Document
Without any additional set-up, wifstream
will use the C
locale, which is probably not what you want.
There are multiple possible solutions:
1. Using the default locale
To read files using the default locale, use std::wifstream
with std::locale("")
. This is how most Linux programs work.
Example:
#include <fstream>
#include <iostream>
#include <ranges>
int main()
{
std::wifstream stream("sample.txt");
if (!stream)
{
std::cerr << "Failed to open file\n";
return 1;
}
stream.imbue(std::locale(""));
for (auto c : std::views::istream<wchar_t>(stream))
{
std::cout << std::hex << static_cast<int>(c) << std::endl;
}
if (stream.bad())
{
std::cerr << "Failed to extract character\n";
}
}
Most Linux distros default to UTF-8. Windows can be configured to use UTF-8 too, although I believe that's not the default.

Exercise instructions
#1 Extract the passage of the wifstream locale explanation from "There are multiple" to "if (!stream)", word for word.
#2 Copy the records from the line with "Note to the class: identify the white crest" to the line with "Note to the class: identify the short", including both of those lines, without changing anything.

(Dataset records)
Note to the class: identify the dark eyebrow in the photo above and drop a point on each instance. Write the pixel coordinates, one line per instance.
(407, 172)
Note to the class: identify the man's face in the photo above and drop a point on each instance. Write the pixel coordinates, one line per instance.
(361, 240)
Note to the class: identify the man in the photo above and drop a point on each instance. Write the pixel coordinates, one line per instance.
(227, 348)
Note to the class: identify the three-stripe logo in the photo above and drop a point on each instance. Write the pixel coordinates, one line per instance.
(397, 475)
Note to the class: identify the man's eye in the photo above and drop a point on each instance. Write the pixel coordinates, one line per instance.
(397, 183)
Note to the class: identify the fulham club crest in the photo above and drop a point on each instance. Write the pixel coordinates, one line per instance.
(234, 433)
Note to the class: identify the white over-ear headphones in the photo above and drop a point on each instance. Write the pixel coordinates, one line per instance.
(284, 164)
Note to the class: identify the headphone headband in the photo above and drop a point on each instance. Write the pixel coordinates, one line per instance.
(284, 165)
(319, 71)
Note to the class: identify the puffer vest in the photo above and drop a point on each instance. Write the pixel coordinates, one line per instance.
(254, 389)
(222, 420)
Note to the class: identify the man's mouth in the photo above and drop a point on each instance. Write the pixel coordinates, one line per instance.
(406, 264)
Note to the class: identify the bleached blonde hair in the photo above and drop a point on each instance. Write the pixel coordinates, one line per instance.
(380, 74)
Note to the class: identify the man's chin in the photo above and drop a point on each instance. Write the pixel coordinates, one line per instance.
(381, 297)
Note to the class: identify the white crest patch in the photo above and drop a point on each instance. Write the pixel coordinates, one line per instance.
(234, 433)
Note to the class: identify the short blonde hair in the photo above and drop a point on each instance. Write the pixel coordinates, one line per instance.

==

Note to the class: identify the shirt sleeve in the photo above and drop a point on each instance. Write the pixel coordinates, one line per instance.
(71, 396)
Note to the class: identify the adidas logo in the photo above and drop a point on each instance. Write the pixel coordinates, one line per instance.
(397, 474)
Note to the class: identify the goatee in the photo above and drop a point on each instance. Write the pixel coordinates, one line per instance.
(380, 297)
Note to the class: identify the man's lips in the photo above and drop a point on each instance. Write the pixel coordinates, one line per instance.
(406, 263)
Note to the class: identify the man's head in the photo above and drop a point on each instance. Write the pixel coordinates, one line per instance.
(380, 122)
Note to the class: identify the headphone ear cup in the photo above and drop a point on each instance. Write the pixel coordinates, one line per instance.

The solutions
#1
There are multiple possible solutions:
1. Using the default locale
To read files using the default locale, use std::wifstream
with std::locale("")
. This is how most Linux programs work.
Example:
#include <fstream>
#include <iostream>
#include <ranges>
int main()
{
std::wifstream stream("sample.txt");
if (!stream)

#2
Note to the class: identify the white crest patch in the photo above and drop a point on each instance. Write the pixel coordinates, one line per instance.
(234, 433)
Note to the class: identify the short blonde hair in the photo above and drop a point on each instance. Write the pixel coordinates, one line per instance.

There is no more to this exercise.